┌─ Supplied data
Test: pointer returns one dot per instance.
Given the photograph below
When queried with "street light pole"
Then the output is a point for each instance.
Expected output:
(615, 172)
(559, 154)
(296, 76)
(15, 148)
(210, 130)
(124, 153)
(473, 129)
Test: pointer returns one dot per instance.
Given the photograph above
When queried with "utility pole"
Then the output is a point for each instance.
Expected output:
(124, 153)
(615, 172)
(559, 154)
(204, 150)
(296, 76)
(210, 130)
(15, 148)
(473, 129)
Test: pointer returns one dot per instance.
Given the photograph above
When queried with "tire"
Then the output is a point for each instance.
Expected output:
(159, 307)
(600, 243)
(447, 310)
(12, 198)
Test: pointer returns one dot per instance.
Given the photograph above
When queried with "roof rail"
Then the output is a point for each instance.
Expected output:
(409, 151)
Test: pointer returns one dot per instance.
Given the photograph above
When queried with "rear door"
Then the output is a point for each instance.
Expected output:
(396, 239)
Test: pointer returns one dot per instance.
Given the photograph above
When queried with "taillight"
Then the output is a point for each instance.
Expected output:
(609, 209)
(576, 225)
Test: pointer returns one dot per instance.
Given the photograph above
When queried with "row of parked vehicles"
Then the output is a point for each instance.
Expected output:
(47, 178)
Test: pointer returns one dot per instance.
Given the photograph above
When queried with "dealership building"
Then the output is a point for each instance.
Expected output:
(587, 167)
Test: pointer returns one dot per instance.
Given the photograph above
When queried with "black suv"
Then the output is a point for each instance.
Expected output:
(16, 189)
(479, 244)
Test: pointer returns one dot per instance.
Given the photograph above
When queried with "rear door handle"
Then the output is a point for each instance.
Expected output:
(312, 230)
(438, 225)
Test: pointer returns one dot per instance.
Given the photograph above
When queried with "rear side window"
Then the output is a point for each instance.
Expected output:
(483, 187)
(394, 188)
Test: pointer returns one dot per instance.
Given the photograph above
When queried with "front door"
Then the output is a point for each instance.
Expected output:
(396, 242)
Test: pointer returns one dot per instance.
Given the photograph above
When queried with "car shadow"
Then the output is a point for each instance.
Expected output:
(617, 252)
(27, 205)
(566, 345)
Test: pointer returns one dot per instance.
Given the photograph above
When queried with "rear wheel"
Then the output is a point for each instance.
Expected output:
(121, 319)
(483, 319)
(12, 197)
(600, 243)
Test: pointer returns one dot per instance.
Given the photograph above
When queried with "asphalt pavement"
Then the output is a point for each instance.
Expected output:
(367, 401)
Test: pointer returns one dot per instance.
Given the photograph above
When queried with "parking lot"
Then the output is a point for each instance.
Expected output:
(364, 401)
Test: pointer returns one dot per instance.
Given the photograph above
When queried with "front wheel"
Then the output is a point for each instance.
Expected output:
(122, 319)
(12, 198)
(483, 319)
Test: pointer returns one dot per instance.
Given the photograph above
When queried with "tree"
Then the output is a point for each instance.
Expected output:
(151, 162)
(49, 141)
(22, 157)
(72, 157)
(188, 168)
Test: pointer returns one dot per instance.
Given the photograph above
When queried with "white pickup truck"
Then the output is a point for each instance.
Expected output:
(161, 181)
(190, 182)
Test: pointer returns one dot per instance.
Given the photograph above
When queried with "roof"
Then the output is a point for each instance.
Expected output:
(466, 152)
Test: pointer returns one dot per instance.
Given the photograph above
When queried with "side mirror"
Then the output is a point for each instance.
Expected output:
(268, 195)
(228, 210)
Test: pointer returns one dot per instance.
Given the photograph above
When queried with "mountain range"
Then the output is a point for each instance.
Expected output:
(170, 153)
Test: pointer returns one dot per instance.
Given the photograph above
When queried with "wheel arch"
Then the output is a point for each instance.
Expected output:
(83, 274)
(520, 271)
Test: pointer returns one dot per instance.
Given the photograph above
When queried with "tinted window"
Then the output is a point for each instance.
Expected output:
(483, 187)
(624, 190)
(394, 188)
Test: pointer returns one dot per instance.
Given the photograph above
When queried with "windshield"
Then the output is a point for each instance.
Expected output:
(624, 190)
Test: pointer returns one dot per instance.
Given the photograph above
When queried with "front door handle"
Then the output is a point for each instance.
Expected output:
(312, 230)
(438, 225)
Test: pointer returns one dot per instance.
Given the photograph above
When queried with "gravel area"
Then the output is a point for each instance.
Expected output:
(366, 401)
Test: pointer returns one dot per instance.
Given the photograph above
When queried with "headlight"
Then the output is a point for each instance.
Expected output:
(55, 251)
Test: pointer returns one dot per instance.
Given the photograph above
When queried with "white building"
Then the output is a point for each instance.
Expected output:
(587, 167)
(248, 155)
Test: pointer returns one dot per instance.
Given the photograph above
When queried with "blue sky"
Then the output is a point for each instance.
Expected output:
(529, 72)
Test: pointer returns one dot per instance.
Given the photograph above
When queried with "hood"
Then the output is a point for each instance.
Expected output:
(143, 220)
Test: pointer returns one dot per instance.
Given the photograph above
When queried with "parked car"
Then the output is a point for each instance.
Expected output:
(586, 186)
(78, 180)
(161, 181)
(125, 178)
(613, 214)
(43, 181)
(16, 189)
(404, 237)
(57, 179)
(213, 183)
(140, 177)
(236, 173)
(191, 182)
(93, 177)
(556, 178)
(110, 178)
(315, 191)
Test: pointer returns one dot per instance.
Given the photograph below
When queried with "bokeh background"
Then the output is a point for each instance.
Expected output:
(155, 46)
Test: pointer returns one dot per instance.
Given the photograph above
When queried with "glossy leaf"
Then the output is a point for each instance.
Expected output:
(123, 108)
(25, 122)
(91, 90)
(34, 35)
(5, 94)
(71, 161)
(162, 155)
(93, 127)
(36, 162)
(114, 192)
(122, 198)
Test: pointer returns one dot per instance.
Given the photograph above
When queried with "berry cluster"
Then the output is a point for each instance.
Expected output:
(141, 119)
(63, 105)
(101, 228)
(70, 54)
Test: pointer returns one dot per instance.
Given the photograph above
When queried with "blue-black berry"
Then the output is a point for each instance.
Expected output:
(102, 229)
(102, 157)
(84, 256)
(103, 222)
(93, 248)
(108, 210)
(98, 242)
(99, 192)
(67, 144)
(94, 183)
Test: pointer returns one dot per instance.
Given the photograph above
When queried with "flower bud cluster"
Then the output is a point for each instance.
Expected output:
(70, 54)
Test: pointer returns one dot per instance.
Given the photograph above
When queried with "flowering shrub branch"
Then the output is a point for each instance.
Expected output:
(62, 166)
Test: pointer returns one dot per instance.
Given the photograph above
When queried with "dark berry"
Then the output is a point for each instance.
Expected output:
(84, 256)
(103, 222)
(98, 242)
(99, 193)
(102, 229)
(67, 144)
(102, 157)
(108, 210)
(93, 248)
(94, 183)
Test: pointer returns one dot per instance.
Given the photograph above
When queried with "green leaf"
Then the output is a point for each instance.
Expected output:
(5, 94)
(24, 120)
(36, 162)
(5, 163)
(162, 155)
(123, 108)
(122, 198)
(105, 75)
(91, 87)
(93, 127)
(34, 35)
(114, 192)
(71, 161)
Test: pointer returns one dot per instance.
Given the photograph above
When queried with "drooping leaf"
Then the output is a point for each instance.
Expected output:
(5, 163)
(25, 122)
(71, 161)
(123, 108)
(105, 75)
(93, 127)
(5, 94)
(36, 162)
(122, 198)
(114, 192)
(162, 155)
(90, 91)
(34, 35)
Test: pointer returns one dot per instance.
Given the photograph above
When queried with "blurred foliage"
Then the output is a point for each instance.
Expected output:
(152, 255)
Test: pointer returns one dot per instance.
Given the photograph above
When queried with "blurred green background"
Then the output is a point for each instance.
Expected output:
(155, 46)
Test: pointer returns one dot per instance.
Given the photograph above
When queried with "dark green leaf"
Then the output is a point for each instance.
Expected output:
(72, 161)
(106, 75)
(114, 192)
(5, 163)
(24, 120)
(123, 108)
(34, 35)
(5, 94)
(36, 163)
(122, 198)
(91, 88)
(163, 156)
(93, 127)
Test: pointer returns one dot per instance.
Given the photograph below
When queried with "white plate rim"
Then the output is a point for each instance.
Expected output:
└─
• Task statement: Pick out and copy each line of the records above that contains the string "door". Matches must agree in case.

• Solved exercise:
When queried with "rear door"
When queried with "rear door handle"
When queried with "front door"
When queried with "front door handle"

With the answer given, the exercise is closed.